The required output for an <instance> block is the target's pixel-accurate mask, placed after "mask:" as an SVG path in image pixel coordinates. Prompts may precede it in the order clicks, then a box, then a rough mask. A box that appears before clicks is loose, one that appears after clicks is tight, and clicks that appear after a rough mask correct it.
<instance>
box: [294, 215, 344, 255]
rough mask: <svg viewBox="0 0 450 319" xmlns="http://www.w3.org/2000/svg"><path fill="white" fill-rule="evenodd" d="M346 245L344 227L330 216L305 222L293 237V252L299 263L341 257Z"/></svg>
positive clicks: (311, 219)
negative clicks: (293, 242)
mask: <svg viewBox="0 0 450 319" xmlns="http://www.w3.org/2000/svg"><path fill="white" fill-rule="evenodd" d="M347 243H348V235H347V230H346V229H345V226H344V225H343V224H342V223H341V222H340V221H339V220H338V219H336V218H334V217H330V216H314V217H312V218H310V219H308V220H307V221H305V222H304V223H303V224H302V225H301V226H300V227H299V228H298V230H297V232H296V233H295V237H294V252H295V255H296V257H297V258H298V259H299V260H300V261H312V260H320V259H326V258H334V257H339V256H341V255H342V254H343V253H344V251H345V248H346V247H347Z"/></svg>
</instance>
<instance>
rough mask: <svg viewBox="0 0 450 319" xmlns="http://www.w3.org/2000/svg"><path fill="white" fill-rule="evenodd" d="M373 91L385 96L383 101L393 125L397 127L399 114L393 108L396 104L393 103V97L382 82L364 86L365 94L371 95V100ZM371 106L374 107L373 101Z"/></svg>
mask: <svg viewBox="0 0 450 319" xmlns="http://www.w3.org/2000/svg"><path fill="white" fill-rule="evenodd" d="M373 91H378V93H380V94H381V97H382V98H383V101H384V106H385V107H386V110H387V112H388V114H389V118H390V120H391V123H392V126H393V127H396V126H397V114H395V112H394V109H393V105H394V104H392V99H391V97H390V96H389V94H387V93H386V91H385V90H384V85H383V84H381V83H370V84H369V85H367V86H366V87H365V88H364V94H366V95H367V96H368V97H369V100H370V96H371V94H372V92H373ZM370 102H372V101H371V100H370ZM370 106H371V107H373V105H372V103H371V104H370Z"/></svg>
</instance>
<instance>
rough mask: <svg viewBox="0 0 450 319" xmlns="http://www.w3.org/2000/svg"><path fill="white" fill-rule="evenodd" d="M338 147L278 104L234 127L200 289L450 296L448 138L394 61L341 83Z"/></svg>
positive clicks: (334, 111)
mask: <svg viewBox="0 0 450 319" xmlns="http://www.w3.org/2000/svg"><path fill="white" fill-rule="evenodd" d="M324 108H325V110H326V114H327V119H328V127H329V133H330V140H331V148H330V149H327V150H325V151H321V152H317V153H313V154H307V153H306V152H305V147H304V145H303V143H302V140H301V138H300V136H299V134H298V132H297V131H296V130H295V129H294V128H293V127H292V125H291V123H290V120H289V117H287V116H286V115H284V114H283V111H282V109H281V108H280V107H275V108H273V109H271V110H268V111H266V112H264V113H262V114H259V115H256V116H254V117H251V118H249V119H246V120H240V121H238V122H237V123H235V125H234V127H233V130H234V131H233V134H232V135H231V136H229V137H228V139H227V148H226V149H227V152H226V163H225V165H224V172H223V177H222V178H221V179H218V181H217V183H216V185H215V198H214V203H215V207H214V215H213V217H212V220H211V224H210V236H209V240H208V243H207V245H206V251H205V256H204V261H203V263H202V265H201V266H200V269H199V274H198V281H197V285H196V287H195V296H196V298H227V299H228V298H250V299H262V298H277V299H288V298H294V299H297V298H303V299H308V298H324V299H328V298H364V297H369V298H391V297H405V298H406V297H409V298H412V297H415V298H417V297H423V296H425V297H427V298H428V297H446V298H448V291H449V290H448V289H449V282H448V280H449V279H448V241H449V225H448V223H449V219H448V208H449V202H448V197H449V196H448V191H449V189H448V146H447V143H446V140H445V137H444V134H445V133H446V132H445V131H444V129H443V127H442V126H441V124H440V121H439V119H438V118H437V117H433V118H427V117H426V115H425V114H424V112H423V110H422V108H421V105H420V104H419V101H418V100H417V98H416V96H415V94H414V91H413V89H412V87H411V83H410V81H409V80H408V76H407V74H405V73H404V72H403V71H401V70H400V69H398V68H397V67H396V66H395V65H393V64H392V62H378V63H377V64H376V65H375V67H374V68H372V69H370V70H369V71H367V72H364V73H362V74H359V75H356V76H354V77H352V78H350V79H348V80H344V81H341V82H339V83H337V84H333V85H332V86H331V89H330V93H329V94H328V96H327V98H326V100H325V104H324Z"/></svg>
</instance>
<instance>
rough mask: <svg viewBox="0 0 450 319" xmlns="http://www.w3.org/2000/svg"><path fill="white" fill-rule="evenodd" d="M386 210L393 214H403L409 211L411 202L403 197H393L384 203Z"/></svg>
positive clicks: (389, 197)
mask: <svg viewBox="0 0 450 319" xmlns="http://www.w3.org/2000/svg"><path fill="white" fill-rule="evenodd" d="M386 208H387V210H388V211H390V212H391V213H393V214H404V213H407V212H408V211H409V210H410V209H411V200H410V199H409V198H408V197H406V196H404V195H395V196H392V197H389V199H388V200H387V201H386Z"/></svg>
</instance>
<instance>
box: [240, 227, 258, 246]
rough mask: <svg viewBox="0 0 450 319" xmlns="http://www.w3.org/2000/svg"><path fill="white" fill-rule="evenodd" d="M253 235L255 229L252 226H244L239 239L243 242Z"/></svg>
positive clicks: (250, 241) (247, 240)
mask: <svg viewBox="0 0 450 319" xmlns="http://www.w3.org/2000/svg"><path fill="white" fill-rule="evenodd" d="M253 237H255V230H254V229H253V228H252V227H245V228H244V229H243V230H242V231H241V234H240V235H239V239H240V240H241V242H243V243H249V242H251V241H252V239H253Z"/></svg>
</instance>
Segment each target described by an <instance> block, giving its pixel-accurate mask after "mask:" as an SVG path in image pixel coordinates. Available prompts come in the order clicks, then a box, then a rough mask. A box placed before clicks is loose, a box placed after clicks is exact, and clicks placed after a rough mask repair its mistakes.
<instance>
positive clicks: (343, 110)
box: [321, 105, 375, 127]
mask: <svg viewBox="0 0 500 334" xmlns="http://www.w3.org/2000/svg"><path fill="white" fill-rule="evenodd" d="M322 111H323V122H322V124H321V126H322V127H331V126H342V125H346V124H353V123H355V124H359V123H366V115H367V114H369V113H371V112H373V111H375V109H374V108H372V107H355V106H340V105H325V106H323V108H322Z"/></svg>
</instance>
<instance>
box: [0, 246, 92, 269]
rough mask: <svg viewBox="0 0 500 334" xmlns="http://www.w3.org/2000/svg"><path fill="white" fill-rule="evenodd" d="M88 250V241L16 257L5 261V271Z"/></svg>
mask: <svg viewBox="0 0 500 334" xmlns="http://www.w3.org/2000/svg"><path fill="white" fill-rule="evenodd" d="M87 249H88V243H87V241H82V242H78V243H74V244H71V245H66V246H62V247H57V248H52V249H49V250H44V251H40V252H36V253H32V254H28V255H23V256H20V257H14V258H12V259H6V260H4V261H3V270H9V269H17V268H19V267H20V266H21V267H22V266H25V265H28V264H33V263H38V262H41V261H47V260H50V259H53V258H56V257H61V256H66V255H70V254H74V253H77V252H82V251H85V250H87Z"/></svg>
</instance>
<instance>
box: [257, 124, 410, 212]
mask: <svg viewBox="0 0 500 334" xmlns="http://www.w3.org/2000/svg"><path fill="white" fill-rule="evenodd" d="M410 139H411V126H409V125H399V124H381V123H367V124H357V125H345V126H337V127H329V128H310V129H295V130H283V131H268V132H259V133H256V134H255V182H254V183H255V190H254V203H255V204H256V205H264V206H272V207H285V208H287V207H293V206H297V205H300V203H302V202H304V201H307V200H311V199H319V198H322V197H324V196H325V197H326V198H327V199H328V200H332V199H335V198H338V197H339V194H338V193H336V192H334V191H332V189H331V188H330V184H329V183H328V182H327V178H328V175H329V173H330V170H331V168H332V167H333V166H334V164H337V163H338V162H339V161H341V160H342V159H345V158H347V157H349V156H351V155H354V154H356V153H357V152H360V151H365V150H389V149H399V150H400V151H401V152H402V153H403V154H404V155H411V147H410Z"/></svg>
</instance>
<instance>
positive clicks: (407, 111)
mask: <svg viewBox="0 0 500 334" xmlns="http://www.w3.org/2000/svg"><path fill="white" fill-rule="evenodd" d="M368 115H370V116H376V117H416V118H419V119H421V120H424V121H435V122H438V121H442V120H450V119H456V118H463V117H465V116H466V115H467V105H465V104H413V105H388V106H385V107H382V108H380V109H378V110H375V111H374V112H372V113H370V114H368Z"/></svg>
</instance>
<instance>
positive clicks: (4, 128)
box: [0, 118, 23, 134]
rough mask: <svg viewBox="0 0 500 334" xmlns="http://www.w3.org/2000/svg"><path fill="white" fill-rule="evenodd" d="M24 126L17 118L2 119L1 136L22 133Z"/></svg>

* **Your goal**
Quote exactly the first line of the data and every line after it through the one holding "positive clicks: (311, 219)".

* **Output of the exercise**
The required output for an <instance> block is the target's pixel-accurate mask, placed after "mask:" as an SVG path in image pixel coordinates. Prompts may precede it in the order clicks, then a box, then a rough mask. A box that appears before clicks is loose, one that appears after clicks is tight, and clicks that appear after a rough mask correct it.
<instance>
box: [294, 215, 344, 255]
rough mask: <svg viewBox="0 0 450 319" xmlns="http://www.w3.org/2000/svg"><path fill="white" fill-rule="evenodd" d="M346 245L344 227L330 216L305 222L293 237V252L299 263L341 257Z"/></svg>
positive clicks: (311, 219)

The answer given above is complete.